** BEGIN PAGE EXTRACT **
# please help me to trace my old mare



## vkh (30 December 2012)

hi im trying to search for my old mare bubbles she may now be under a different name.
i sold her and wish i had never done it i asked the people i sold her to, if they needed to sell her to let me no.
i found out they have sold her and they would not tell me where she had gone. i think they sold her to a dealer as they seem a bit ashamed and i just dont understand why they wont tell me even an area to where she went.
i sold her too an older lady in buckland in the moor in devon she could be anywhere.
the thing is she seems very grumpy and not a nice mare at all if in a stressful environment but she is the sweetest most loving mare when you get to no her you can put a novice on her and she was bomb proof obviously her behaviour could have changed dependant what has happened.
 description:
Holstinexwarmblood
15.3
bay mare 
22years old
she does have a passport but obviously this could no longer be with her and her age may have been lied about and she may of had a name change. 
her passport name is marcasite but she was known as bubbles this is also on her passport.
she does have a bony lump on one of her hind legs and one cheek is bigger than the other and a different shape from a nasty fall when she was a foal, this can only be noticed if you really look for it.
before me she only had two owners we are worried as to where she is as she was very loved by us all if you have any info please get in touch i do have a picture if you think u might no her i can send it to you. thank u


----------



## sophie1981 (31 December 2012)

Can you post a pic? I'm looking for history on my horse so will keep an eye out xxx


----------



## vkh (31 December 2012)

i may sound silly but how do u post a picture on here and thank u x


----------



## sophie1981 (31 December 2012)

Lol not silly at all! I'm not too sure either but I posted links to my photobucket account xx


----------



## vkh (31 December 2012)

hi there are pictures of bubbles have a look on my profile let me no if you can see them x


----------



## flowerlady (31 December 2012)

vkh said:



			hi there are pictures of bubbles have a look on my profile let me no if you can see them x
		
Click to expand...


Can only see one pic of her head.  She looks lovely.  How long ago did you sell her to the people who have sold her on?


----------



## vkh (31 December 2012)

I sold her five years ago and the people I sold her to we are not to sure it was either this spring or last spring x


----------



## flowerlady (31 December 2012)

vkh said:



			I sold her five years ago and the people I sold her to we are not to sure it was either this spring or last spring x
		
Click to expand...

Do you mean they are not sure if they sold her this spring or last spring??


----------



## vkh (31 December 2012)

I don't no when they sold her I'm sure it was this spring x


----------



## vkh (31 December 2012)
** END PAGE EXTRACT **
** BEGIN RECORDS SHOWN **
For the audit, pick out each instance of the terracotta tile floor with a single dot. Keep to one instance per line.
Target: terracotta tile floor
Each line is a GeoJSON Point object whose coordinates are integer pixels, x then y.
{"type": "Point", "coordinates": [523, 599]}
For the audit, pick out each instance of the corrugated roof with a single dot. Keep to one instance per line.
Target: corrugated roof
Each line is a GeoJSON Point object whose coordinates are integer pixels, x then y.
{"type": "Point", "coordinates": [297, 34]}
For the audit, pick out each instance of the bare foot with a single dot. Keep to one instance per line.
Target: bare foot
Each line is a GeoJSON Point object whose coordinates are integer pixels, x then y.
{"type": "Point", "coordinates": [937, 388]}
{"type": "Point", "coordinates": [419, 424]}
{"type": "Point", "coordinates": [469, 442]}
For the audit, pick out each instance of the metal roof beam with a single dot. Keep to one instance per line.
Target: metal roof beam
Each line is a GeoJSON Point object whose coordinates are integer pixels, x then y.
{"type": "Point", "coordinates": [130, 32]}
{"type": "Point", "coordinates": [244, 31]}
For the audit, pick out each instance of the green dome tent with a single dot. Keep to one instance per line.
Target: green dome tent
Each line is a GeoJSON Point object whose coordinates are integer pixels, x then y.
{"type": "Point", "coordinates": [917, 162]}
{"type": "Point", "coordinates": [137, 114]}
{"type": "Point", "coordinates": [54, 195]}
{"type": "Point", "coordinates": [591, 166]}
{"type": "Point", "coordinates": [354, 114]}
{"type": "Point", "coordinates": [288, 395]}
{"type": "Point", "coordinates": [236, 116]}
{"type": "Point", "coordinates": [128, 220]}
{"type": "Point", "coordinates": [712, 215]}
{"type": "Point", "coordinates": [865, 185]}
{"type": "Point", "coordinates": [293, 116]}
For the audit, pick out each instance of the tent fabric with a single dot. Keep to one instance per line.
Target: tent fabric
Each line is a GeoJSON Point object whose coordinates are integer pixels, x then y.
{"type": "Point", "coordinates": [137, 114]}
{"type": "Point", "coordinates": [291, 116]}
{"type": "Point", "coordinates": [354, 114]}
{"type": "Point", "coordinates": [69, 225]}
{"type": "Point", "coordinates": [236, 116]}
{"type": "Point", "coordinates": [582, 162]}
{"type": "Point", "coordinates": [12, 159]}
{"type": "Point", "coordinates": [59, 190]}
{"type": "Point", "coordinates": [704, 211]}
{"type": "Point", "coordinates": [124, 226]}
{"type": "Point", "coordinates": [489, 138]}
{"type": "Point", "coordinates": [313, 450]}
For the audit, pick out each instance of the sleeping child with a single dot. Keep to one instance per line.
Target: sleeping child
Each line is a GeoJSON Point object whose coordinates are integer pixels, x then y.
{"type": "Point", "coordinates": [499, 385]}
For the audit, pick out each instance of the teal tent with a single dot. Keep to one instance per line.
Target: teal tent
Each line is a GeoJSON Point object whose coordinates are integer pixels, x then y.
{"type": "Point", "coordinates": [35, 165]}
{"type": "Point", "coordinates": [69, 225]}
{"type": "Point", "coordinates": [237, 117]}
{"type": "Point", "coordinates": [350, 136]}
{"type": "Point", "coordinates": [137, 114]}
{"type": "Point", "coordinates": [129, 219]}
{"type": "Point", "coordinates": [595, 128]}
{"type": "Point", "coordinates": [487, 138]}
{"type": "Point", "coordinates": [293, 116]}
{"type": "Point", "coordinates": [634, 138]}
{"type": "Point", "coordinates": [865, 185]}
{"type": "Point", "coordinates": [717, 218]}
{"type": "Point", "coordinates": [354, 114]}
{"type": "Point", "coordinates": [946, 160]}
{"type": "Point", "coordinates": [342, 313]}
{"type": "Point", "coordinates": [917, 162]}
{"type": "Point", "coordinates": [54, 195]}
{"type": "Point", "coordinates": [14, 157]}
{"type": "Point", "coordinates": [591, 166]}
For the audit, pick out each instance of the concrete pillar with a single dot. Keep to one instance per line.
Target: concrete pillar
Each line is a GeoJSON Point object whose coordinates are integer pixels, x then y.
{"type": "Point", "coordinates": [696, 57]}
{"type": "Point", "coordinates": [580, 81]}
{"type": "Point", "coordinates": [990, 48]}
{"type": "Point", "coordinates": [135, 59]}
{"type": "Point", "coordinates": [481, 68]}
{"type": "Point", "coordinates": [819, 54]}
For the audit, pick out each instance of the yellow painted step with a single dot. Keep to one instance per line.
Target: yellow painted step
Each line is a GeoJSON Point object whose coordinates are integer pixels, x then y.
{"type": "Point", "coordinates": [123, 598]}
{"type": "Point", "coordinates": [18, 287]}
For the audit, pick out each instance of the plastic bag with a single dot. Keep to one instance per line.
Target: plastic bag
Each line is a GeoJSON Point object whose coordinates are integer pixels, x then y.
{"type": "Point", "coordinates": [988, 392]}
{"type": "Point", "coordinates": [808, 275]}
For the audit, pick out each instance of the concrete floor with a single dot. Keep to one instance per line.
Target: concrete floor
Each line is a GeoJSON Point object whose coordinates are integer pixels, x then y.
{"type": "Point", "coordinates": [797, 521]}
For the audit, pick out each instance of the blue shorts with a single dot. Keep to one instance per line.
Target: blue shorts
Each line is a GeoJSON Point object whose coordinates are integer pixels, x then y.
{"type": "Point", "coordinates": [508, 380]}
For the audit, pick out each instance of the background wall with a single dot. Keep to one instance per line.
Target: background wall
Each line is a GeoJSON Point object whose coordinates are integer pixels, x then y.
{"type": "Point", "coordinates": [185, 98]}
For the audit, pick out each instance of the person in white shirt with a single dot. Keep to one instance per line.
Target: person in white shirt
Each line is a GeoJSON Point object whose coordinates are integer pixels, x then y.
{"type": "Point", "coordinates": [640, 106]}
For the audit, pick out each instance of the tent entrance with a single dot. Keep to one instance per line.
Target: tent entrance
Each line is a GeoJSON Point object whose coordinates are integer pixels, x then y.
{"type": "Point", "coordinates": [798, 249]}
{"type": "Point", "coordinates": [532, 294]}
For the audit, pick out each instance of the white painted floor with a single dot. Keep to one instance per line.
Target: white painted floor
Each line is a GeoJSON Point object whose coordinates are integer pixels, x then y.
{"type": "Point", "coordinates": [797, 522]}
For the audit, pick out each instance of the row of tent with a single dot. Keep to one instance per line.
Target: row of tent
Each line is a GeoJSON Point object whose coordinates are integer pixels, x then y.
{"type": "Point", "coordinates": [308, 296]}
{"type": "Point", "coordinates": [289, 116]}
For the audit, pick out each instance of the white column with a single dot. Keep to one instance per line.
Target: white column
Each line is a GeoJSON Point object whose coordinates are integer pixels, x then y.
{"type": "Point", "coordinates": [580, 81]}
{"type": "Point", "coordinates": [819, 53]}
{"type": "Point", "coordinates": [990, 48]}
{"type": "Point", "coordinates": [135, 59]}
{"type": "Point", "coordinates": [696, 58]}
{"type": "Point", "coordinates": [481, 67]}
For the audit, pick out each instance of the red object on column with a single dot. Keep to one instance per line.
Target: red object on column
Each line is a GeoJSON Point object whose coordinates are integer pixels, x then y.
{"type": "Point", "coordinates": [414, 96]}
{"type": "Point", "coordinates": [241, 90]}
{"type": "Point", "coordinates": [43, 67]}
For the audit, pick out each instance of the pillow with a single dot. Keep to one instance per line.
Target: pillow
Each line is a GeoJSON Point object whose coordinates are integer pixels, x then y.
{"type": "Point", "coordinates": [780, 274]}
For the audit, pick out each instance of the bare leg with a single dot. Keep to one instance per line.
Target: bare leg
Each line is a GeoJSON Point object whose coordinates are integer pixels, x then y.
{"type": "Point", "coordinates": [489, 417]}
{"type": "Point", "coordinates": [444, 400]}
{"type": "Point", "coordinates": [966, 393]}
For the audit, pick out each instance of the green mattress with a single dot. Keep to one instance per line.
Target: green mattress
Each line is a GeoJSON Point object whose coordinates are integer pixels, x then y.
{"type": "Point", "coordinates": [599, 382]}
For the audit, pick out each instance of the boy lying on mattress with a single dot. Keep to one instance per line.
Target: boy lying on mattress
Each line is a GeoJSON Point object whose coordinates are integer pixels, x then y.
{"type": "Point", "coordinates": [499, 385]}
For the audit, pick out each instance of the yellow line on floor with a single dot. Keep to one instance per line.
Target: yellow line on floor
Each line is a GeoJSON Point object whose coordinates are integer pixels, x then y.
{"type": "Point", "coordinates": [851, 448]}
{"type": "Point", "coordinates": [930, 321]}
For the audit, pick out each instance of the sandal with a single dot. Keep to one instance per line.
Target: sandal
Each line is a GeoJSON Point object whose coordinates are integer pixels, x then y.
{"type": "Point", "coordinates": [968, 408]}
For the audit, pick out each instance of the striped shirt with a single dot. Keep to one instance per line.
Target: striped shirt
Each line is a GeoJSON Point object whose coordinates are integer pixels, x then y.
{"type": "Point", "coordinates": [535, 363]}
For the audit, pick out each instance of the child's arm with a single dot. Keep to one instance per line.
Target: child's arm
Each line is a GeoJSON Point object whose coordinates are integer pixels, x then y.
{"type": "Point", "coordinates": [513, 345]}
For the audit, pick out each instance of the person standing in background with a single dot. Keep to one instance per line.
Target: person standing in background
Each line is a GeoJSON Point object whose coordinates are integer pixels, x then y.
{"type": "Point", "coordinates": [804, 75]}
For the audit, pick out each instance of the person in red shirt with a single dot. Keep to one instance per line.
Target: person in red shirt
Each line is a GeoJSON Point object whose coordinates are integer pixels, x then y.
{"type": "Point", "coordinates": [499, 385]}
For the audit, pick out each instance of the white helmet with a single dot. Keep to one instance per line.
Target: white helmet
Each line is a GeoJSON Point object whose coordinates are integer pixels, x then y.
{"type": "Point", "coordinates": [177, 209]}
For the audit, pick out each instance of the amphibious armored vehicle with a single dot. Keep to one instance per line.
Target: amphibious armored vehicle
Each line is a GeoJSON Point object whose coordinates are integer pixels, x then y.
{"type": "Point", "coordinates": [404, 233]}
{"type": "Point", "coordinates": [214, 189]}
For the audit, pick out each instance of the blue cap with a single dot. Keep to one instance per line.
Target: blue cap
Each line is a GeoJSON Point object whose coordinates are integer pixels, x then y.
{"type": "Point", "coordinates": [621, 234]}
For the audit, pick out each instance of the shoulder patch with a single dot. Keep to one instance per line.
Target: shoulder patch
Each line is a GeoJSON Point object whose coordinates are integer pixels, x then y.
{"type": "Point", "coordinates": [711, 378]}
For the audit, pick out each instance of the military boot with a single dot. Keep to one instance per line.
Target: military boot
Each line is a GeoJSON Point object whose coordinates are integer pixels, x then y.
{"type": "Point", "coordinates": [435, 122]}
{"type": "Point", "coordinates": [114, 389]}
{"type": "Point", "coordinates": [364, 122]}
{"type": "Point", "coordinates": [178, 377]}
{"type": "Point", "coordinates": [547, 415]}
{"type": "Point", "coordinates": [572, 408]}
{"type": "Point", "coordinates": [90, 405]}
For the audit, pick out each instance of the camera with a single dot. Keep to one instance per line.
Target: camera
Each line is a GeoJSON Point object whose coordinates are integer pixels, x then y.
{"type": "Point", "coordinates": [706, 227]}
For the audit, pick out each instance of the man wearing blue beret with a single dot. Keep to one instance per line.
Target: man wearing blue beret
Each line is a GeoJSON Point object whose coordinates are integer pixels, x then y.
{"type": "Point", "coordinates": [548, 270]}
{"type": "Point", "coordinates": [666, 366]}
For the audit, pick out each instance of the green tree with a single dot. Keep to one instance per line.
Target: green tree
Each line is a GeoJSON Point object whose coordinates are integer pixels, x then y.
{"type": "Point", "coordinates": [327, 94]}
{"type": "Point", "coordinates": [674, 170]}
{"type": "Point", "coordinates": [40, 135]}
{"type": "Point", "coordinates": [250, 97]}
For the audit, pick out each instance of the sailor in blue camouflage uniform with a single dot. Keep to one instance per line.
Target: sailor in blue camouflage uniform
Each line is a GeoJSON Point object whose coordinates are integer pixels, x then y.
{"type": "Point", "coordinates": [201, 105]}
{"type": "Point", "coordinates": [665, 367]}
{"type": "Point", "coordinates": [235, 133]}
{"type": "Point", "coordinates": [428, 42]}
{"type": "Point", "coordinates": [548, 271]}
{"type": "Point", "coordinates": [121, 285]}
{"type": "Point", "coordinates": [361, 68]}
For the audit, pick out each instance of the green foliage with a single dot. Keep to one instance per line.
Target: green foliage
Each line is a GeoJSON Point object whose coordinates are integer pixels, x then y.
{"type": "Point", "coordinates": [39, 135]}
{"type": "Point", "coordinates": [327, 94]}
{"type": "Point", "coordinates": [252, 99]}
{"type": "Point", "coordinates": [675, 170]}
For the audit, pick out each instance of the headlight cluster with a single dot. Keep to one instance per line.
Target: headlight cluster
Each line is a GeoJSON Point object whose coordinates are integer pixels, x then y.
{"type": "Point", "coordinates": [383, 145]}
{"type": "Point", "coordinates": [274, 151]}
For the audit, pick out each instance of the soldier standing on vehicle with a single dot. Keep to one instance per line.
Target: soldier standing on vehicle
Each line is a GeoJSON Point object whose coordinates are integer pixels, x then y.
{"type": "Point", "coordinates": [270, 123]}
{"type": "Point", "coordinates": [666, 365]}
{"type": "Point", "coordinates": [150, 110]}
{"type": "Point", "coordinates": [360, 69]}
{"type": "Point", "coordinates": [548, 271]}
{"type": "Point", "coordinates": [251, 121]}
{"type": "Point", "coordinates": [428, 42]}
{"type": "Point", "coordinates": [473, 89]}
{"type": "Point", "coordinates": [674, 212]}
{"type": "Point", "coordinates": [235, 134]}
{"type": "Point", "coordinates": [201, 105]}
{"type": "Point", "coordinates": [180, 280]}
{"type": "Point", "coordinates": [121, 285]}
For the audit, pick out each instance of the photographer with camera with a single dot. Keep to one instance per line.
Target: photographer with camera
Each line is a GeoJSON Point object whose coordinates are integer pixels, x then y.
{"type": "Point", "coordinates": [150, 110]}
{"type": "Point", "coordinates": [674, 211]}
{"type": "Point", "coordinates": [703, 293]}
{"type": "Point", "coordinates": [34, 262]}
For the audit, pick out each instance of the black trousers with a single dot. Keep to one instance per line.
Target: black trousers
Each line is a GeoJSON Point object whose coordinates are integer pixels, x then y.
** END RECORDS SHOWN **
## SET TASKS
[a] According to the forum thread about tracing the mare, what name appears on the mare's passport?
[b] Carry on the forum thread about tracing the mare from the point at which it stops.
These records were drawn from a separate source.

## RESULTS FOR THE EXERCISE
[a] Marcasite

[b]
It wasn't it was last spring I'm sure it was sorry getting confused


----------



## vkh (31 December 2012)

sorry realised it doesn't make a lot of sense i will explain my self better. the people i sold her too wouldn't say who they sold her too or when  all i no is that she was last seen in the field where she was kept in spring 2011 funnily enough the people i bought her from lived very close by so i got my info from them.


----------



## vkh (1 January 2013)

http://www.horseandhound.co.uk/forums/album.php?albumid=5453 pictures of bubbles are on this link x


----------



## flowerlady (2 January 2013)

vkh said:



			sorry realised it doesn't make a lot of sense i will explain my self better. the people i sold her too wouldn't say who they sold her too or when  all i no is that she was last seen in the field where she was kept in spring 2011 funnily enough the people i bought her from lived very close by so i got my info from them.
		
Click to expand...

Would the passport agency be able to tell you if the horse is still alive?  Or could they pass a letter on to the new owners if you have her old passport name and number??


----------



## hayinamanger (2 January 2013)

I spent over 2 years searching for a mare I sold.  She was adverised within 2 weeks of leaving here, the buyer refused to speak to me.  I bored everyone to death with it on here and then, one day out of the blue, her new owner emailed me.  I had registered with Tracing Equines and the new owner, who had not been given her passport, registered with them and there were my posts and pictures of their horse.  Great result.  If you haven't already registered with Tracing Equines, do so now.  Good luck!


----------



## vkh (2 January 2013)

thank you for your help, i have contacted the passport agency the passport has not been updated unfortunatly but ive given them my contact details just in case! i will try horse trace thank you x


----------



## vkh (27 February 2013)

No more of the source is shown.